### EXTRACT TO READ
NY Humanities Council ``Together Muslim Voices`` Teens' Book List

Ask Me No Questions by Marina Budhos

Since emigrating from Bangladesh, fourteen-year-old Nadira and her family have been living in New York City on expired visas, hoping to realize their dream of becoming legal U.S. citizens. But then her father is detained at the U.S.-Canadian border after September 11th, and Nadira and her sister are forced to abandon their home and live with neighbors as their family falls apart. Only Nadira can put it back together.

Persepolis by Marjane Satrapi

Told in comic book format, Persepolis is the autobiographical account of a young girl’s life in Iran under the Islamic Revolution. At first, Marji’s parents welcome the new regime over the corrupt Shah. But they soon become disillusioned as ordinary freedoms are taken away—women are forced to wear “the veil” in public and people are routinely rounded up and hauled away with no explanation. Her parents must then make a choice: allow their daughter to stay in a country where they fear for her safety, or send her away to Europe.

### SOURCE DATA

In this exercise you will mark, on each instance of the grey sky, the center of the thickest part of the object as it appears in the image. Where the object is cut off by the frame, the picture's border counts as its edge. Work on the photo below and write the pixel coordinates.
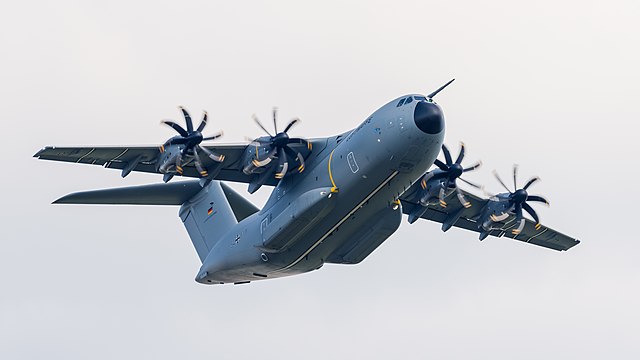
(551, 85)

### ACTIONS TO TAKE
**a)** From the teens' book list, print the stretch from "NY Humanities Council" through "it back together." word for word.
**b)** Proceed with the teens' book list, picking up after its final sentence.

### OUTPUTS
**a)**
NY Humanities Council ``Together Muslim Voices`` Teens' Book List

Ask Me No Questions by Marina Budhos

Since emigrating from Bangladesh, fourteen-year-old Nadira and her family have been living in New York City on expired visas, hoping to realize their dream of becoming legal U.S. citizens. But then her father is detained at the U.S.-Canadian border after September 11th, and Nadira and her sister are forced to abandon their home and live with neighbors as their family falls apart. Only Nadira can put it back together.

**b)**
Beneath My Mother’s Feet by Amjed Qamar

Fourteen-year-old Nazia’s destiny has been mapped out: she will continue to go to school in Karachi before preparing for an impending marriage to a cousin back in her father’s village. However, when her father is injured at work, and her older brother disappears, Nazia is pulled out of school by her mother and put to work cleaning houses. As the family descends further into poverty, Nazia is forced to confront an uncomfortable reality—that the life she expected will not go as planned.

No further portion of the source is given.